* Ausgewählter Auszug *
◇ ◇ ◇

Die dürftige Digital-Bilanz der Regierung Laschet

Auswertung der GRÜNEN Großen Anfrage zum Stand der Digitalisierung in NRW

Im Frühjahr 2019 legte die Regierung Laschet eine gemeinsame, ressortübergreifende „Strategie für das digitale Nordrhein-Westfalen“ vor. Wir haben in der Großen Anfrage „Digital first oder NRW second?“ mit 512 Fragen den Stand der Digitalisierung in NRW und insbesondere den Umsetzungsstand der „Digitalstrategie“ abgefragt. Das Ergebnis: Die Digital-Bilanz der Laschet-Regierung ist dürftig. Von den 43 Zielen, die die Landesregierung in ihrer „Digitalstrategie“ festgelegt hat, sind bisher nur 8 erreicht. 20-mal wurden die Ziele teilweise erreicht, 15-mal gilt „Daumen runter“ für deutlich verfehlte und teilweise nicht einmal begonnene Ziele.

◇ ◇ ◇

* Extrahierte Daten *
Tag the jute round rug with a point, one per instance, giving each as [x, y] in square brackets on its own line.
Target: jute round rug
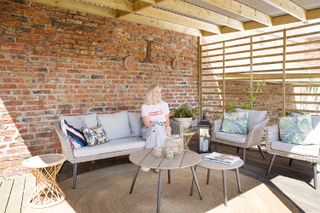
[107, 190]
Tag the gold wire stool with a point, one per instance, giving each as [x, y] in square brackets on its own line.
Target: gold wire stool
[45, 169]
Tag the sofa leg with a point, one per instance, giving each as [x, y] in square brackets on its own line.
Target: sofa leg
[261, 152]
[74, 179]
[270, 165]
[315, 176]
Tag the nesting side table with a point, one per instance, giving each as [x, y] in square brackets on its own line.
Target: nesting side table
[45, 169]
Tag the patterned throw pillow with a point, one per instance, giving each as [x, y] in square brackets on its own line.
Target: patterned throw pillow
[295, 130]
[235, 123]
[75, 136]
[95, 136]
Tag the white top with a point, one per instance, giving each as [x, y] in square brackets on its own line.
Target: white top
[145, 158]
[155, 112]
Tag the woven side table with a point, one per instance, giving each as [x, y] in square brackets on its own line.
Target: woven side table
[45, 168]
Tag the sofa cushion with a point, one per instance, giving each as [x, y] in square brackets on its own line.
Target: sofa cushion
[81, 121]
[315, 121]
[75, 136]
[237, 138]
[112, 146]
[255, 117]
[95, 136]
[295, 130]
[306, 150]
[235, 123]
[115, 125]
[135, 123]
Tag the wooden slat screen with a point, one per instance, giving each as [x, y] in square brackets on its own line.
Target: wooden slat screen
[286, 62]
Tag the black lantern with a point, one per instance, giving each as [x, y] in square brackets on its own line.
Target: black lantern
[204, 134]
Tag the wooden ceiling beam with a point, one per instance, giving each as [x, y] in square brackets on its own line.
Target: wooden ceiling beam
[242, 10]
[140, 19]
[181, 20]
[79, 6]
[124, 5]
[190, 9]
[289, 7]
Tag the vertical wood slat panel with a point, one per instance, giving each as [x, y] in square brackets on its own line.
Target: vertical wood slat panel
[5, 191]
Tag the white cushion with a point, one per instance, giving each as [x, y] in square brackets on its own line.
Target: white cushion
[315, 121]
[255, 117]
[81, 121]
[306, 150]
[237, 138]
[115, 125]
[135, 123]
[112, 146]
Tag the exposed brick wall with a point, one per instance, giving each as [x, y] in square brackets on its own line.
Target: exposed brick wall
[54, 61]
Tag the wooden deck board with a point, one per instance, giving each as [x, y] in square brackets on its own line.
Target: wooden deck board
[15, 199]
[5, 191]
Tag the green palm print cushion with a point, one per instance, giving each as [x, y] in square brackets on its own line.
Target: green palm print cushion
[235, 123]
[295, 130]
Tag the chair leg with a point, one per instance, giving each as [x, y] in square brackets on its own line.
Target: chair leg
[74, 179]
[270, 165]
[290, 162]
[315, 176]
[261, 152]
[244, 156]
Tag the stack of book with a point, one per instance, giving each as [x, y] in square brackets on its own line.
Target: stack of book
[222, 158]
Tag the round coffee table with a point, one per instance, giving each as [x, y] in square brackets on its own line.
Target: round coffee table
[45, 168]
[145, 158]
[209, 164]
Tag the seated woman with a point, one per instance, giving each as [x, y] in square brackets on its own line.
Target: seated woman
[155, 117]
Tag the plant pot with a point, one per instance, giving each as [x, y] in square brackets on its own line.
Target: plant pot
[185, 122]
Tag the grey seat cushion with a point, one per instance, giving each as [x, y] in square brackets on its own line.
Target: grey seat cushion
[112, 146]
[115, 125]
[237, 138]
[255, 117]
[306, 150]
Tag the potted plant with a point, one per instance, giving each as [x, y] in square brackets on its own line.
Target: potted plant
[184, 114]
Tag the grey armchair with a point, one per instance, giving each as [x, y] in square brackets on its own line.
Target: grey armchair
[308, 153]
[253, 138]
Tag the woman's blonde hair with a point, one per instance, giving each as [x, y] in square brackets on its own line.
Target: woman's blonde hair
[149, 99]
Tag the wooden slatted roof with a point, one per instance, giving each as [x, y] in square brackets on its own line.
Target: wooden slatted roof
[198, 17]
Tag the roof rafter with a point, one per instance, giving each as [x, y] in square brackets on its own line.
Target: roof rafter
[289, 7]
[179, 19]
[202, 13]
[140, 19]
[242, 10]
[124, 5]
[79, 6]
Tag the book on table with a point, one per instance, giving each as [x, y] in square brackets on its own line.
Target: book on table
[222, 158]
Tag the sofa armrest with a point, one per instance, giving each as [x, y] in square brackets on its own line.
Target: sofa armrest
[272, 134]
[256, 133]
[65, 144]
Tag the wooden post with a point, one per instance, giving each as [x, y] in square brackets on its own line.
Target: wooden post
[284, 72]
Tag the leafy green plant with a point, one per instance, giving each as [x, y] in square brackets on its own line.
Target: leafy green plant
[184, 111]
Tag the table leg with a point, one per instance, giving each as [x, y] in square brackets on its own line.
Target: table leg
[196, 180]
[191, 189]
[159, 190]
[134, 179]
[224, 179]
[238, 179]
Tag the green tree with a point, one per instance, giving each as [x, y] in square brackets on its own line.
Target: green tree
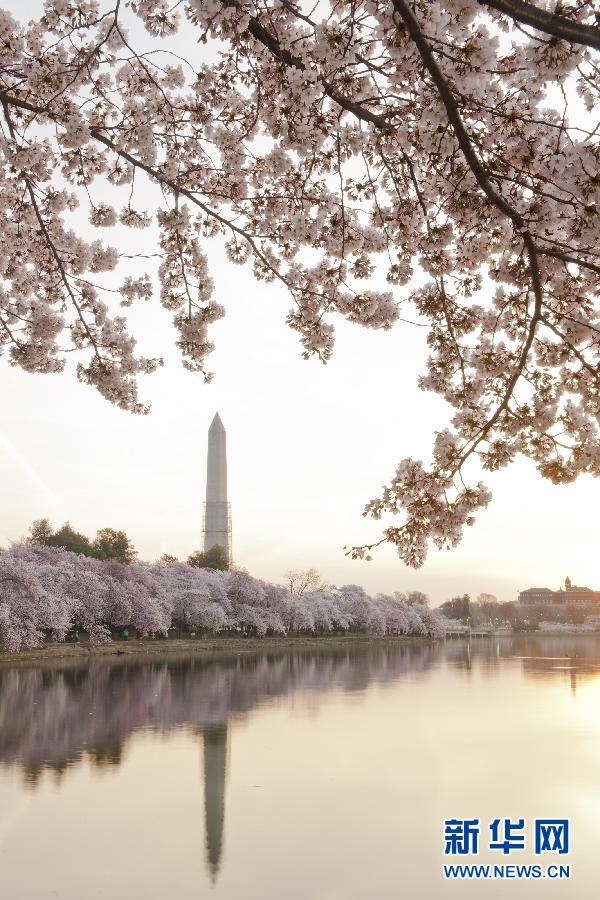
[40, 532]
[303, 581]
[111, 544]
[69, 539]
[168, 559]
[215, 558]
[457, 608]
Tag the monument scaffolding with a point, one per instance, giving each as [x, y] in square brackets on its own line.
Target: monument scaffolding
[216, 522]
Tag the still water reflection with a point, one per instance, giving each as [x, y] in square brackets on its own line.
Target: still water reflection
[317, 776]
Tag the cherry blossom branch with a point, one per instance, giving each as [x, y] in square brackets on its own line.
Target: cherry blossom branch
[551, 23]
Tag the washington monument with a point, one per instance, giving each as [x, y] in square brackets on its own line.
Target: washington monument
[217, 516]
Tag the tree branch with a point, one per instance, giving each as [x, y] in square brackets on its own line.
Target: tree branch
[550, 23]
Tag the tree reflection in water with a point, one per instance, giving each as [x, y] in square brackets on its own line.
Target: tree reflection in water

◇ ◇ ◇

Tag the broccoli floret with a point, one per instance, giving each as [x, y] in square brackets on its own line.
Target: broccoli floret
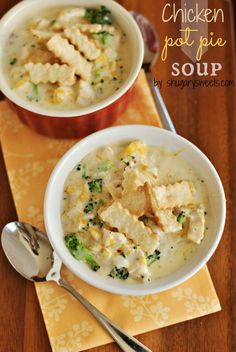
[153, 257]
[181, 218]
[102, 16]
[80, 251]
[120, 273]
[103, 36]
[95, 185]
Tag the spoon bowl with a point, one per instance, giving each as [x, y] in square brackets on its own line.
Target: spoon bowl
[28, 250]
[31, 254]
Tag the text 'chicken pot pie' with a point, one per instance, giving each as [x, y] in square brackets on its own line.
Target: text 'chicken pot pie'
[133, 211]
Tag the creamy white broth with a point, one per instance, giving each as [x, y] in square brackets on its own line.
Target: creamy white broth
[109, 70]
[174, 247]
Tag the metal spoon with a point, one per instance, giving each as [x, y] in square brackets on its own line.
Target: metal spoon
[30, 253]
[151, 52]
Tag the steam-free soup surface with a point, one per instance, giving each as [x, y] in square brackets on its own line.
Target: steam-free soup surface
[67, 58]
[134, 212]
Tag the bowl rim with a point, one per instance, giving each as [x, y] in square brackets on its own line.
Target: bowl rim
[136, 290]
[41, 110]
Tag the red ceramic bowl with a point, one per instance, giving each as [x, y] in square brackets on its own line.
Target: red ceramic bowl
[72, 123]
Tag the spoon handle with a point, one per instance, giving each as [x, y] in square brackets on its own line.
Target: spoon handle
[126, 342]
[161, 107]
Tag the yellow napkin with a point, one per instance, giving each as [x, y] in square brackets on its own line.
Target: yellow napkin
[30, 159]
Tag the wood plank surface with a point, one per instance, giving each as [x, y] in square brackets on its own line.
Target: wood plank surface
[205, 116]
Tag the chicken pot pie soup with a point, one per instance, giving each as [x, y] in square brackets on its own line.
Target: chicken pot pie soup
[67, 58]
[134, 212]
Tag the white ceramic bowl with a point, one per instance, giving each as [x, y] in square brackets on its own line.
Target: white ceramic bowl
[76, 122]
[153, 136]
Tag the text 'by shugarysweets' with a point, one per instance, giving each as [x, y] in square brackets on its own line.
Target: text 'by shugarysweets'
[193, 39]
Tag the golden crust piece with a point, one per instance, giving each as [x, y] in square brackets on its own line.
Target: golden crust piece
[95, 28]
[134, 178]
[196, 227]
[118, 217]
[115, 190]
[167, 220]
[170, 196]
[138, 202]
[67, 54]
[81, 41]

◇ ◇ ◇

* Gestellte Aufgabe 1 *
Gib an, in wie vielen Zeilen der Datensätze das Wort „lantern“ vorkommt. Nenne nur die Zahl.
* Gestellte Aufgabe 2 *
Schreibe den Text über die Digital-Bilanz der Regierung Laschet nach seinem letzten Satz weiter.

* Ergebnis 1 *
2

* Ergebnis 2 *
Unsere wichtigsten Kritikpunkte

  1. Das Digitalministerium ist Etikettenschwindel

Die Digital-Bilanz zeigt: Das Wort „Digitalisierung“ im Briefkopf macht längst keine neue Politik. Das Ministerium hat keinerlei Durchgriffsrechte. Ob die anderen Häuser Digitalisierungsprojekte durchführen oder nicht, hängt von deren Gutdünken ab. So wurden etwa Projekte im Umweltministerium (Ressourcenkreisläufe bei digitaler Hardware) oder der Staatskanzlei (Leitlinien Bürgerbeteiligung) überhaupt nicht angegangen.

Wer eine „Digitalstrategie“ auflegt, muss auch überprüfen, ob man diese Ziele überhaupt erreicht. Wenn die Landesregierung in der Strategie konkrete Zielmarken vorgegeben hat, heißt das noch lange nicht, dass sie diese auch überprüft. So will sie zwar die Zahl der Ausgründungen aus Hochschulen – also Studierende oder Forscher*innen, die eigene Unternehmen gründen – verdoppeln. Etwas um 50 Prozent steigern zu wollen, klingt super. Problem dieser Landesregierung: Sie kontrolliert die Zahl der Ausgründungen überhaupt nicht. Es gibt keine öffentlichen Statistiken.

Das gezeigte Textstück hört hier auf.